▶ _Written instruction_:
Render the entire listing below as a JSON list of strings, one string per line, with blank lines omitted. Leave the pictures out of the answer.

▶ _Task material_:
## Start
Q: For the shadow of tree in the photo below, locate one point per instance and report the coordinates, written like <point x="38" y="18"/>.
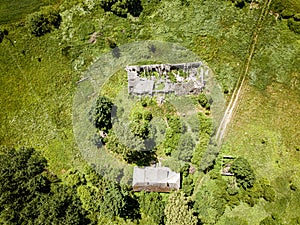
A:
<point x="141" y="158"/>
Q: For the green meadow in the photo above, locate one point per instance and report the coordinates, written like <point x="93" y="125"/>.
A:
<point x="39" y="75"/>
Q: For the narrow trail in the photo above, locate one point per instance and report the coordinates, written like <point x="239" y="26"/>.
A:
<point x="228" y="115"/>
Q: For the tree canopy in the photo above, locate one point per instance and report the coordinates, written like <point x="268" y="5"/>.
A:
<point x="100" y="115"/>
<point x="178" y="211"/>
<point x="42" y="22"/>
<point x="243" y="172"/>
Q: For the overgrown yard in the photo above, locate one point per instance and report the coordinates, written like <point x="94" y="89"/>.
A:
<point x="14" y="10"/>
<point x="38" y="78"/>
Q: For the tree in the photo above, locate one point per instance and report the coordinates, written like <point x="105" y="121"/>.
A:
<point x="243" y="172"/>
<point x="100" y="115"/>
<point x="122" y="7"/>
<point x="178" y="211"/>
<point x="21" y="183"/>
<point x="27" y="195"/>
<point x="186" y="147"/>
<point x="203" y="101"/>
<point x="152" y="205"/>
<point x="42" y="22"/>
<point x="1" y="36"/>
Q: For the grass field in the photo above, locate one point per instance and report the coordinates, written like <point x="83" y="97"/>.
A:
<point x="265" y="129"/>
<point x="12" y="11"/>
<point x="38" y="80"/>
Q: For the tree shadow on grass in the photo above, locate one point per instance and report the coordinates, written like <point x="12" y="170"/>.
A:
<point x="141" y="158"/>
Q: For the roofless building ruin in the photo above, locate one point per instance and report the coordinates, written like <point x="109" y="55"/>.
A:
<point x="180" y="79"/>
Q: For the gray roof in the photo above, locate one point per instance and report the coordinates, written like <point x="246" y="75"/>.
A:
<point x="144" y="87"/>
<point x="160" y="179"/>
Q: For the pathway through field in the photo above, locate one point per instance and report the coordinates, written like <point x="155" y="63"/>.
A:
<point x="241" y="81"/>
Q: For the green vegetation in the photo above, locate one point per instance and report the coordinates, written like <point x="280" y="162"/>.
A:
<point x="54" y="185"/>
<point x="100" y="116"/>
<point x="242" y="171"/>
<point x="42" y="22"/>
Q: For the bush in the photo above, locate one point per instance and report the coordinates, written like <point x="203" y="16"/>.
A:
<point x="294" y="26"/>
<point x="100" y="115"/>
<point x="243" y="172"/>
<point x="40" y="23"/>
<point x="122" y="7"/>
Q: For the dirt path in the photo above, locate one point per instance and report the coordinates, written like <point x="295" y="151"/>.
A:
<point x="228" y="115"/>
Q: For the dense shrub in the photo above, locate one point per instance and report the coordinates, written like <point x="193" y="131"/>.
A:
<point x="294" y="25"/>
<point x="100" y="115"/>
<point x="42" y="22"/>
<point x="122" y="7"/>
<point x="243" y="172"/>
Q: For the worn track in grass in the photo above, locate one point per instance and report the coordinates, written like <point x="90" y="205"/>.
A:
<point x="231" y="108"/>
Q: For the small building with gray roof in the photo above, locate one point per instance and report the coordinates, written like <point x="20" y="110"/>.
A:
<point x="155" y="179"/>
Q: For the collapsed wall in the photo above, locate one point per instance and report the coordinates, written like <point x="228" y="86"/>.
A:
## End
▶ _Answer for the task_:
[
  "Q: For the shadow of tree in the photo below, locate one point per instance and report the coordinates, written like <point x=\"38\" y=\"18\"/>.",
  "A:",
  "<point x=\"141\" y=\"158\"/>",
  "Q: For the green meadow in the photo above, locate one point per instance and report the coordinates, written like <point x=\"93\" y=\"125\"/>.",
  "A:",
  "<point x=\"39\" y=\"75\"/>",
  "Q: For the narrow trail in the photo above, locate one point per instance and report the coordinates, written like <point x=\"239\" y=\"26\"/>.",
  "A:",
  "<point x=\"228\" y=\"115\"/>",
  "Q: For the tree canopy in the photo above, locate one point per instance and report the coordinates, written like <point x=\"268\" y=\"5\"/>.",
  "A:",
  "<point x=\"100\" y=\"115\"/>",
  "<point x=\"178\" y=\"211\"/>",
  "<point x=\"42\" y=\"22\"/>",
  "<point x=\"243\" y=\"172\"/>",
  "Q: For the overgrown yard in the photo above, locate one point per instance and report the coordinates, written like <point x=\"94\" y=\"89\"/>.",
  "A:",
  "<point x=\"14\" y=\"10\"/>",
  "<point x=\"38\" y=\"78\"/>",
  "Q: For the tree in the photo above, locate one point per instance and report the coordinates, written like <point x=\"105\" y=\"121\"/>.",
  "A:",
  "<point x=\"243\" y=\"172\"/>",
  "<point x=\"100\" y=\"115\"/>",
  "<point x=\"122\" y=\"7\"/>",
  "<point x=\"178\" y=\"211\"/>",
  "<point x=\"21\" y=\"183\"/>",
  "<point x=\"27\" y=\"195\"/>",
  "<point x=\"186\" y=\"147\"/>",
  "<point x=\"203\" y=\"101\"/>",
  "<point x=\"152\" y=\"205\"/>",
  "<point x=\"42\" y=\"22\"/>",
  "<point x=\"1\" y=\"36\"/>",
  "Q: For the grass field in the photo above, locate one point per instance and report the coordinates, written like <point x=\"83\" y=\"97\"/>.",
  "A:",
  "<point x=\"265\" y=\"129\"/>",
  "<point x=\"12\" y=\"11\"/>",
  "<point x=\"38\" y=\"80\"/>",
  "Q: For the tree shadow on grass in the photo above, locate one point per instance and report the coordinates, written like <point x=\"12\" y=\"170\"/>.",
  "A:",
  "<point x=\"141\" y=\"158\"/>",
  "Q: For the roofless building ruin in the photo above, locate one point per instance and report the coordinates, written like <point x=\"109\" y=\"55\"/>.",
  "A:",
  "<point x=\"180\" y=\"79\"/>",
  "Q: For the gray roof in the photo above, locate one point per instance and report the coordinates, written like <point x=\"246\" y=\"75\"/>.",
  "A:",
  "<point x=\"144\" y=\"87\"/>",
  "<point x=\"160\" y=\"179\"/>",
  "Q: For the pathway through field in the photo above, locate one point per instance and report the coordinates, written like <point x=\"155\" y=\"63\"/>.",
  "A:",
  "<point x=\"241\" y=\"81\"/>",
  "Q: For the green vegetation in the photo above, locate one point per instance and report the coordinates, written like <point x=\"280\" y=\"162\"/>.",
  "A:",
  "<point x=\"54\" y=\"185\"/>",
  "<point x=\"100\" y=\"116\"/>",
  "<point x=\"242\" y=\"171\"/>",
  "<point x=\"42\" y=\"22\"/>",
  "Q: For the bush in the photo above, locate one point per instance and report the coordinates, written like <point x=\"203\" y=\"16\"/>.",
  "A:",
  "<point x=\"294\" y=\"26\"/>",
  "<point x=\"100\" y=\"115\"/>",
  "<point x=\"243\" y=\"172\"/>",
  "<point x=\"40\" y=\"23\"/>",
  "<point x=\"122\" y=\"7\"/>",
  "Q: For the dirt path in the photo above, locate one point per instance and report the coordinates, written like <point x=\"295\" y=\"151\"/>.",
  "A:",
  "<point x=\"228\" y=\"115\"/>",
  "Q: For the dense shrub in the photo above, locate one point per instance and report the coordinates, written like <point x=\"193\" y=\"131\"/>.",
  "A:",
  "<point x=\"294\" y=\"25\"/>",
  "<point x=\"100\" y=\"115\"/>",
  "<point x=\"42\" y=\"22\"/>",
  "<point x=\"122\" y=\"7\"/>",
  "<point x=\"243\" y=\"172\"/>",
  "Q: For the worn track in grass in the photo above, locate one point per instance and report the coordinates, written like <point x=\"90\" y=\"205\"/>.",
  "A:",
  "<point x=\"231\" y=\"108\"/>",
  "Q: For the small building with gray roof in the photo above, locate one point per instance and report the coordinates, written like <point x=\"20\" y=\"110\"/>.",
  "A:",
  "<point x=\"155\" y=\"179\"/>",
  "Q: For the collapsed wall in the photo above, locate one point per instance and report the coordinates, written like <point x=\"228\" y=\"86\"/>.",
  "A:"
]